→ **PASSAGE TO READ**:
'''
Articles/Essays – Volume 49, No. 2
More than a Different Color | W. Paul Reeve, Religion of a Different Color: Race and the Mormon Struggle for Whiteness
Three decades after the LDS Church lifted the priesthood ban on African Americans, scholars are offering readers a host of new studies that address the legacy of racial thought and practice in the LDS Church. One of the latest and finest is Paul Reeve’s Religion of a Different Color, a work that traces Mormon understandings of race as they developed in the nineteenth century. What sets this book apart is that Reeve is not simply concerned with how Mormons thought about other races, although that plays a role here. Nor is he focused simply on how Mormons incorporated racial minorities into their midst. Instead, he uses the lens of whiteness studies to explore the concomitant Mormon desire to be categorized as “white” and the strivings of other Americans to label them as less than equal racial partners (“non-white”). In other words, he reveals the mechanisms through which Mormons simultaneously sought acceptance into a mainstream or “white” culture and differentiated themselves from Indians, African Americans, and others that they deemed their inferiors.
If this sounds complicated, it is, but no more so than the intermixture of racial understandings articulated by early Mormon leaders. Reeve employs an intricate narrative structure to illuminate the tangled, contradictory skein of racial thinking and practice that characterized the first decades of Church growth. He details the birth of Mormonism within a new nation obsessed with the specter of cultural and physical decline. Virtuous citizens, inspired by classical republican ideals, assiduously policed racial borders, and with the opening of western territories and increasing sectional strife over slavery, their fears of moral declension caused by “race-mixing” increased dramatically. Mormons, meanwhile, moved the other way, incorporating American Indians into their sacred worldview and leaving room for racial others in a cosmological hierarchy. Such beliefs had dramatic social consequences. As Reeve explains it, reports of early Mormon willingness to “ingratiate” themselves with American Indians and even African Americans through strategic alliances, including sexual ones, only confirmed for outsiders that the Saints were “beyond the pale” of civilization. Whether such accounts were true was beside the point (although Reeve provides evidence that some probably were true, as in the case of tolerating or even promoting interracial marriage); what mattered was the appearance of openness to boundary-crossing that many other whites found abhorrent.
'''
→ **STATED PROBLEM A**: Turn all of the records below, not the review above, into a Markdown table with a Row column for the row number and a Line column for the line, leaving out blank lines and the picture.

→ **EXTRACTED MATERIAL**:
'''
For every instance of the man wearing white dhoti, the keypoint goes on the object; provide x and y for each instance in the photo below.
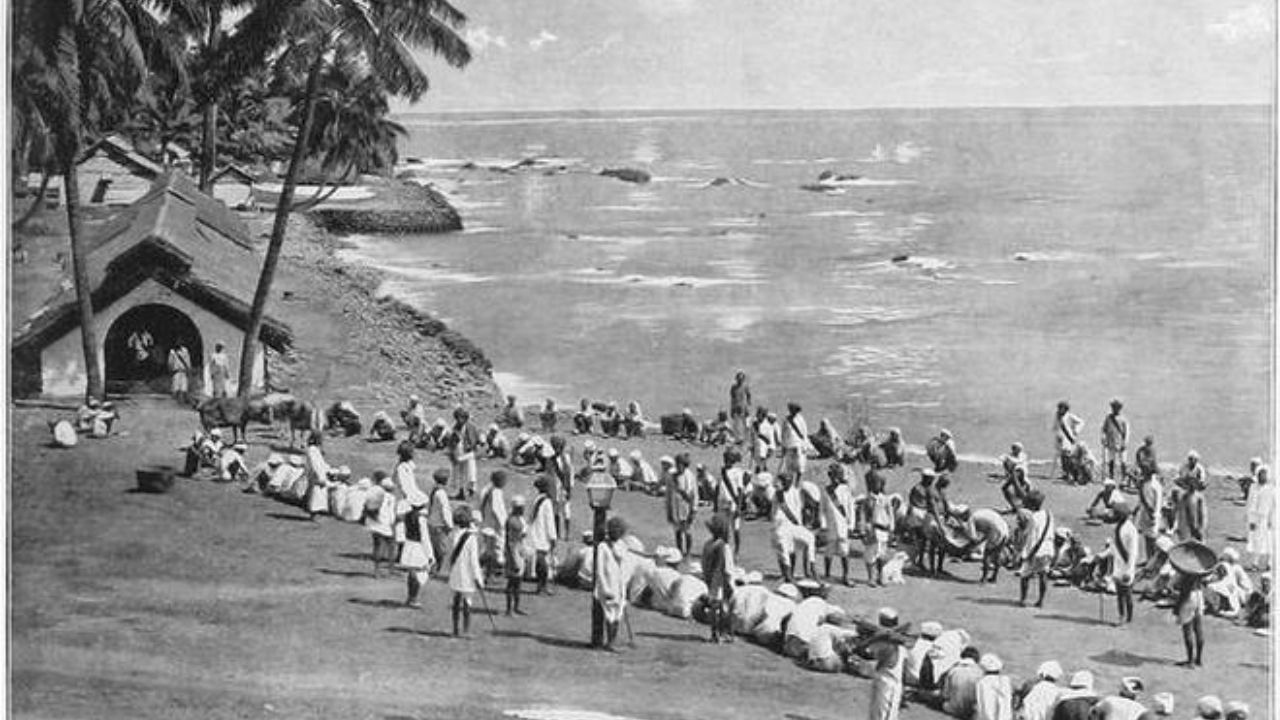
(792, 542)
(1261, 515)
(611, 586)
(493, 515)
(466, 577)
'''
→ **STATED PROBLEM B**: Decide whether each statement agrees with the review of Religion of a Different Color, answering yes or no and quoting the deciding words: (i) Reeve approaches his subject through whiteness studies. (ii) Reeve concludes that every report of early Mormon alliances with American Indians was false. (iii) The review appeared two decades after the priesthood ban was lifted.

→ **CORRECT ANSWER A**:
| Row | Line |
|---|---|
| 1 | For every instance of the man wearing white dhoti, the keypoint goes on the object; provide x and y for each instance in the photo below. |
| 2 | (792, 542) |
| 3 | (1261, 515) |
| 4 | (611, 586) |
| 5 | (493, 515) |
| 6 | (466, 577) |

→ **CORRECT ANSWER B**:
(i) Yes: "he uses the lens of whiteness studies"
(ii) No: "Reeve provides evidence that some probably were true"
(iii) No: "Three decades after the LDS Church lifted the priesthood ban on African Americans"